Written problem:
Arrange every line of the entries below as a Markdown table with the columns "Row" and "Line", skipping any blank lines. Number the rows in order, one line per row.

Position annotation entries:
▬▬▬

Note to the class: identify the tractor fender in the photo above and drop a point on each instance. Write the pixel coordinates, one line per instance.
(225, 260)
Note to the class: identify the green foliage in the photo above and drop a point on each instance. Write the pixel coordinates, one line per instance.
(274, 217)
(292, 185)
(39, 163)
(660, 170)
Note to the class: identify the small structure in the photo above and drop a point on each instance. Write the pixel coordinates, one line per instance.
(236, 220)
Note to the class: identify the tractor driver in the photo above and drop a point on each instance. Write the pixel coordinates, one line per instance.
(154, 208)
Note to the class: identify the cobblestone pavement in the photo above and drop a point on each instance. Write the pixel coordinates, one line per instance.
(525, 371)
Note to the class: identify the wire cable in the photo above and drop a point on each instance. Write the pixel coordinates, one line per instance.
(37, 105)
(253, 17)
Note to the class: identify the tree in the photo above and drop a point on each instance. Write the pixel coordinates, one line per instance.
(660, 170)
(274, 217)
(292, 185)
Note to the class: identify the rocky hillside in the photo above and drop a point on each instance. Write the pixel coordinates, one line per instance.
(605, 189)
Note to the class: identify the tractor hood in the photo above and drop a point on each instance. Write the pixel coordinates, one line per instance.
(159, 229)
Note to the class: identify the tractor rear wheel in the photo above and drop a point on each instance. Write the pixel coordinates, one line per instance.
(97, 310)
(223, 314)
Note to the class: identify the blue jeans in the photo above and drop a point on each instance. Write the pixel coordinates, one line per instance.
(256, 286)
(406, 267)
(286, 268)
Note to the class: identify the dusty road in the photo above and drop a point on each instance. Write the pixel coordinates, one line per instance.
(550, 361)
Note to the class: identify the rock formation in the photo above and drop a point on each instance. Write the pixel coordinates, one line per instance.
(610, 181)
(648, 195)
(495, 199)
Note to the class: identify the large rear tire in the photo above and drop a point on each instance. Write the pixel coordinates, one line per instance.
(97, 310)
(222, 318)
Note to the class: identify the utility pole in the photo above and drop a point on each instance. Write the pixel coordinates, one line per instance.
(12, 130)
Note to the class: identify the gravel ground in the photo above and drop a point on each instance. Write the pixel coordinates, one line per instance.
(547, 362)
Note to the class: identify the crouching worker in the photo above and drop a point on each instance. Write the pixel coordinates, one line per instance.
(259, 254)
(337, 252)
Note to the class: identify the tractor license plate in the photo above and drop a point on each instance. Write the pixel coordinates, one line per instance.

▬▬▬

Solution to this task:
| Row | Line |
|---|---|
| 1 | Note to the class: identify the tractor fender in the photo above and drop a point on each instance. Write the pixel coordinates, one line per instance. |
| 2 | (225, 260) |
| 3 | Note to the class: identify the green foliage in the photo above and drop a point on each instance. Write the pixel coordinates, one line per instance. |
| 4 | (274, 217) |
| 5 | (292, 185) |
| 6 | (39, 163) |
| 7 | (660, 170) |
| 8 | Note to the class: identify the small structure in the photo above and drop a point on each instance. Write the pixel coordinates, one line per instance. |
| 9 | (236, 220) |
| 10 | Note to the class: identify the tractor driver in the photo above and drop a point on each instance. Write the pixel coordinates, one line per instance. |
| 11 | (154, 208) |
| 12 | Note to the class: identify the cobblestone pavement in the photo above and drop a point on each instance. Write the pixel coordinates, one line per instance. |
| 13 | (525, 371) |
| 14 | Note to the class: identify the wire cable in the photo above and drop a point on each instance. Write the pixel coordinates, one line per instance. |
| 15 | (37, 105) |
| 16 | (253, 17) |
| 17 | Note to the class: identify the tree in the photo above and drop a point on each instance. Write the pixel coordinates, one line per instance. |
| 18 | (660, 170) |
| 19 | (274, 217) |
| 20 | (292, 185) |
| 21 | Note to the class: identify the rocky hillside in the photo above and drop a point on each instance. Write the pixel coordinates, one line per instance. |
| 22 | (605, 189) |
| 23 | Note to the class: identify the tractor hood in the photo above and drop a point on each instance. Write the pixel coordinates, one line per instance. |
| 24 | (159, 229) |
| 25 | Note to the class: identify the tractor rear wheel in the photo above and drop a point on each instance. Write the pixel coordinates, one line per instance. |
| 26 | (97, 310) |
| 27 | (223, 314) |
| 28 | Note to the class: identify the blue jeans in the photo above and drop a point on each instance. Write the pixel coordinates, one line per instance. |
| 29 | (256, 286) |
| 30 | (406, 267) |
| 31 | (286, 268) |
| 32 | Note to the class: identify the dusty road in the photo above and drop a point on each instance. Write the pixel coordinates, one line per instance. |
| 33 | (550, 361) |
| 34 | Note to the class: identify the rock formation in the photo above and drop a point on each instance. Write the pixel coordinates, one line per instance. |
| 35 | (610, 181) |
| 36 | (648, 195) |
| 37 | (495, 199) |
| 38 | Note to the class: identify the large rear tire in the photo above and drop a point on each instance. Write the pixel coordinates, one line per instance. |
| 39 | (97, 310) |
| 40 | (222, 318) |
| 41 | Note to the class: identify the utility pole in the photo above and drop a point on each instance. Write the pixel coordinates, one line per instance. |
| 42 | (12, 130) |
| 43 | Note to the class: identify the gravel ground in the photo above and drop a point on each instance. Write the pixel coordinates, one line per instance. |
| 44 | (547, 362) |
| 45 | Note to the class: identify the crouching worker in the photo above and drop a point on each instance. Write the pixel coordinates, one line per instance. |
| 46 | (259, 254) |
| 47 | (337, 252) |
| 48 | Note to the class: identify the tractor license plate in the photo above and drop a point on each instance. Write the pixel coordinates, one line per instance. |